1. See the Florida Aquarium animals: If you haven’t checked it out yet, the Florida Aquarium in Tampa has launched its first ever SEA-SPAN Facebook Live “to keep kids learning and adults entertained during these difficult times.” Their first video featured their famous lemurs, Lulu, Remy and Annie. They’ve also had story time with one of their educators and musicians playing tunes, and they started off this week letting their penguins waddle around the exhibits. It’s adorable. Visit the aquarium’s Facebook page at 10 a.m. daily. The aquarium also posts the SEA-SPAN sessions on its website and on YouTube so the shows can be watched on demand.

2. Learn sign language: An American Sign Language teacher is hosting free sign language classes that will run weekdays at 1 p.m. on her Instagram: @aslrochelle. All are welcome, but she says it is “especially great for school-aged kids.” She plans to run them every week until May 29 or until her kids go back to school.

Work to be completed> Summarize the passage on the aquarium livestreams and sign language classes in two sentences. Please work only from the text above.

Dataset>

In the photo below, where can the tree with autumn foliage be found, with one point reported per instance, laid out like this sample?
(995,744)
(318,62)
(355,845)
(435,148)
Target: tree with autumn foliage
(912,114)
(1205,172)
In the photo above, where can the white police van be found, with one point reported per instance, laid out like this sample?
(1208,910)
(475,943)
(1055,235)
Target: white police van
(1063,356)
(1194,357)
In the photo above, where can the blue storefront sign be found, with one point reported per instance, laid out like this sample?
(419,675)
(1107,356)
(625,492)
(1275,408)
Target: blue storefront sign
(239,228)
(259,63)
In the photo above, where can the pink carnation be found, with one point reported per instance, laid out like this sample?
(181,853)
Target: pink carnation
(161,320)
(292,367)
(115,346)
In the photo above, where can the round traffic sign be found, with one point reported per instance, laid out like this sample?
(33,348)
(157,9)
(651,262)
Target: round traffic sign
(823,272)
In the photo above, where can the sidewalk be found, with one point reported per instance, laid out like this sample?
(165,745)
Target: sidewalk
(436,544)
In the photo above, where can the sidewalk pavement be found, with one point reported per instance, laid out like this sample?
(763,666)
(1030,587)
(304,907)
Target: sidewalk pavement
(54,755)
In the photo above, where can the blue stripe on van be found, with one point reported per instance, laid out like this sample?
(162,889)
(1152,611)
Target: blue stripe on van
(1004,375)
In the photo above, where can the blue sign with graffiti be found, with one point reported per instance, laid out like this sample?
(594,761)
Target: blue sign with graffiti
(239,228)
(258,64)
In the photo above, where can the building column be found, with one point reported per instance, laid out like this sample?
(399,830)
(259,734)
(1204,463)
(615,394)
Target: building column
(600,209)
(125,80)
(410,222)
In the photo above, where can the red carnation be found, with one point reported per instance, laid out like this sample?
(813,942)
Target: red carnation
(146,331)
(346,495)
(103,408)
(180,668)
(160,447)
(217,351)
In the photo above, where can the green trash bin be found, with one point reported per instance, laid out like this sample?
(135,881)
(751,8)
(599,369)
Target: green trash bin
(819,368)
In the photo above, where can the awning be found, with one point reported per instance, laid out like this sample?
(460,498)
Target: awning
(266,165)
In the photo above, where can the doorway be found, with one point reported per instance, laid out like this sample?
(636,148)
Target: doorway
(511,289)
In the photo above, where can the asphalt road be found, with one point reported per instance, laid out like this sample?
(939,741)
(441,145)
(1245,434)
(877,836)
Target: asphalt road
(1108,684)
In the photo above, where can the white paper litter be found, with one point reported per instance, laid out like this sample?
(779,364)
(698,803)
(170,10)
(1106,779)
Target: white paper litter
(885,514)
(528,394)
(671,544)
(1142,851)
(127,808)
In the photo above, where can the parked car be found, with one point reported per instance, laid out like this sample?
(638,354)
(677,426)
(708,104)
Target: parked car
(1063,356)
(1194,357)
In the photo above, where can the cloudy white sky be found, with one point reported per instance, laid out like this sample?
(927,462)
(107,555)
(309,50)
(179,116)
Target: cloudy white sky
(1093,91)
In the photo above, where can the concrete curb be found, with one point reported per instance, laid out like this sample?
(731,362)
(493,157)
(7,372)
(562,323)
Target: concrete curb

The solution> The Florida Aquarium in Tampa has launched SEA-SPAN Facebook Live sessions, shown daily at 10 a.m. and also posted on its website and YouTube, featuring animals such as its lemurs and penguins along with story time and music. An American Sign Language teacher is hosting free classes on Instagram weekdays at 1 p.m., open to all but especially suited to school-aged kids, until May 29 or until her kids go back to school.